§ **TE LEZEN TEKST**
------------------------

Gerechtshof Arnhem, 04-10-2011, ECLI:NL:GHARN:2011:BX5189 BT7647, 11-00191
Gerechtshof Arnhem, 04-10-2011, ECLI:NL:GHARN:2011:BX5189 BT7647, 11-00191
Gegevens
- Instantie
- Gerechtshof Arnhem
- Datum uitspraak
- 4 oktober 2011
- Datum publicatie
- 21 oktober 2011
- ECLI
- ECLI:NL:GHARN:2011:BT7647
- Zaaknummer
- 11-00191
Inhoudsindicatie
Wet WOZ.
Beide partijen maken verdedigde waarde woning niet aannemelijk. Waardevaststelling in goede justitie.
Uitspraak
GERECHTSHOF ARNHEM
Sector belastingrecht
nummer 11/00191
uitspraakdatum: 4 oktober 2011
uitspraak van de tweede meervoudige belastingkamer
op het hoger beroep van
X te Z (hierna: belanghebbende)
tegen de uitspraak van rechtbank te Utrecht (hierna: de Rechtbank) van 4 juni 2010, nummer SBR 09/2626, in het geding tussen belanghebbende
en
de heffingsambtenaar van de gemeente Utrecht (hierna: de Ambtenaar).
1. Ontstaan en loop van het geding
1.1. Bij beschikking is de waarde van de onroerende zaak a-straat 1 te Q voor het kalenderjaar 2009, naar de waardepeildatum 1 januari 2008, vastgesteld op € 458.000. Daarbij is voorts aan belanghebbende een aanslag in de onroerendezaakbelastingen opgelegd ten bedrage van € 428,23.
1.2. De vastgestelde waarde en de aanslag zijn, na daartegen door belanghebbende gemaakt bezwaar, door de Ambtenaar bij in één geschrift vervatte uitspraken op bezwaar gehandhaafd.
1.3. Het door belanghebbende tegen deze uitspraken op bezwaar ingestelde beroep is door de Rechtbank ongegrond verklaard.
1.4. Belanghebbende heeft tegen de uitspraak van de Rechtbank hoger beroep ingesteld bij het gerechtshof te Amsterdam. De Ambtenaar heeft een verweerschrift ingediend. Op 22 februari 2011 heeft het gerechtshof te Amsterdam onder verwijzing naar artikel 8:13 van de Algemene wet bestuursrecht (hierna: Awb) het hoger beroep verwezen naar het gerechtshof te Arnhem (hierna: het Hof).
1.5. Tot de stukken van het geding behoort, naast voormelde stukken, voorts het met tussenkomst van het gerechtshof te Amsterdam van de Rechtbank ontvangen dossier dat op deze zaak betrekking heeft.
1.6. Het onderzoek ter zitting in hoger beroep heeft plaatsgehad op 23 augustus 2011 te Arnhem. Aldaar zijn verschenen en gehoord belanghebbende, bijgestaan door zijn gemachtigde alsmede de Ambtenaar bijgestaan door taxateur A.
1.7. Van het verhandelde ter zitting is een proces-verbaal opgemaakt. Een afschrift hiervan is aan deze uitspraak gehecht.

------------------------

§ **DOEL A**
Kun je een stuk van de hofuitspraak overtypen, te beginnen bij de woorden "1.5. Tot de" en stoppend na "zaak betrekking heeft."?

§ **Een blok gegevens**

------------------------

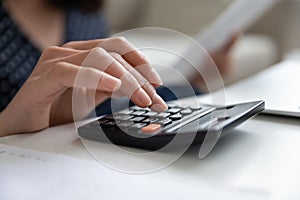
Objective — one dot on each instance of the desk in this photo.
(262, 154)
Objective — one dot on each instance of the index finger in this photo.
(121, 46)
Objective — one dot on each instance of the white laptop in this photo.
(278, 85)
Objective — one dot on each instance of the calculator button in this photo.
(108, 124)
(137, 119)
(195, 107)
(137, 126)
(164, 122)
(102, 120)
(125, 124)
(151, 128)
(176, 117)
(186, 112)
(109, 117)
(150, 120)
(172, 105)
(163, 115)
(149, 114)
(136, 108)
(125, 112)
(123, 117)
(173, 110)
(94, 124)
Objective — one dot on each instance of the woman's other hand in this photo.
(45, 99)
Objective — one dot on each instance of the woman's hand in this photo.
(46, 97)
(222, 59)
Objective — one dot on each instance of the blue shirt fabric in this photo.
(18, 56)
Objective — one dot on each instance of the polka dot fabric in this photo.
(18, 56)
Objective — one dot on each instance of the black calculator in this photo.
(143, 128)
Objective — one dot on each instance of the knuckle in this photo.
(52, 49)
(121, 40)
(58, 70)
(69, 44)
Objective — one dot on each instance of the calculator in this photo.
(142, 128)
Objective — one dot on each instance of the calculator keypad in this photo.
(143, 120)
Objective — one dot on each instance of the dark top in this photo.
(18, 56)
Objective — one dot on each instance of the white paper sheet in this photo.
(30, 175)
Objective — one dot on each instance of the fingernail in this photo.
(155, 78)
(159, 104)
(112, 83)
(143, 97)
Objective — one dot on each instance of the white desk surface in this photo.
(262, 154)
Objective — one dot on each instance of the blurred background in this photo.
(268, 41)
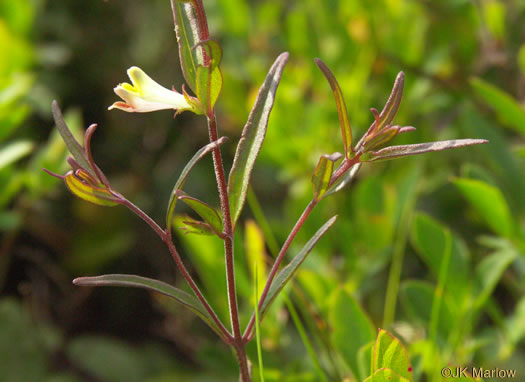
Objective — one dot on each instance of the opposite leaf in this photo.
(184, 175)
(209, 214)
(252, 138)
(154, 285)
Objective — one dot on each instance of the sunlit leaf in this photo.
(389, 353)
(489, 202)
(351, 327)
(419, 148)
(208, 213)
(287, 272)
(346, 130)
(153, 285)
(185, 173)
(506, 107)
(323, 174)
(385, 375)
(252, 138)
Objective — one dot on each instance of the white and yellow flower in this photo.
(145, 95)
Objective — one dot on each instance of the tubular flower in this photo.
(145, 95)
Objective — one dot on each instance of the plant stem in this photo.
(227, 236)
(248, 335)
(165, 235)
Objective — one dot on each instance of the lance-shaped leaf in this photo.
(389, 111)
(184, 175)
(390, 353)
(209, 77)
(344, 180)
(346, 129)
(153, 285)
(82, 185)
(188, 36)
(72, 145)
(252, 138)
(418, 148)
(208, 213)
(287, 272)
(323, 174)
(385, 375)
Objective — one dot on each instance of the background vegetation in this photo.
(431, 248)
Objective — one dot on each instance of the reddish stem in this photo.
(273, 272)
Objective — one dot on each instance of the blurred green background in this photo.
(431, 248)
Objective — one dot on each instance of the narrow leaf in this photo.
(186, 29)
(506, 107)
(208, 213)
(252, 138)
(419, 148)
(287, 272)
(389, 111)
(76, 183)
(72, 145)
(490, 203)
(346, 130)
(153, 285)
(323, 174)
(390, 353)
(185, 173)
(344, 180)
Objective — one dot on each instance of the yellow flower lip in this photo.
(144, 95)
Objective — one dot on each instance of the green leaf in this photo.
(209, 77)
(134, 281)
(351, 327)
(323, 174)
(489, 272)
(418, 148)
(13, 152)
(389, 353)
(346, 130)
(209, 214)
(506, 107)
(184, 175)
(344, 181)
(416, 298)
(73, 146)
(287, 272)
(490, 203)
(188, 36)
(252, 138)
(385, 375)
(79, 182)
(364, 360)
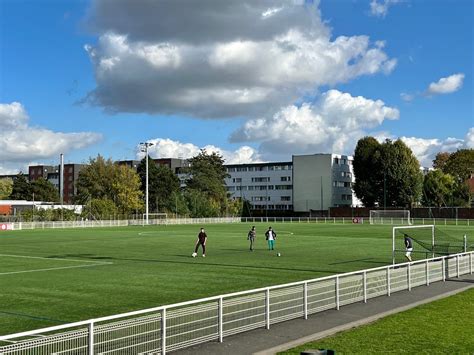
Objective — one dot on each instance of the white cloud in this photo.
(168, 148)
(332, 124)
(446, 85)
(380, 9)
(233, 58)
(407, 97)
(22, 143)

------------------------

§ **DOEL B**
Kun je alle rijen verzamelen waarin het woord "blurred" voorkomt?

§ **EINDRESULTAAT A**
1.5. Tot de stukken van het geding behoort, naast voormelde stukken, voorts het met tussenkomst van het gerechtshof te Amsterdam van de Rechtbank ontvangen dossier dat op deze zaak betrekking heeft.

§ **EINDRESULTAAT B**
Objective — one dot on each instance of the blurred background in this photo.
Objective — one dot on each instance of the blurred green background in this photo.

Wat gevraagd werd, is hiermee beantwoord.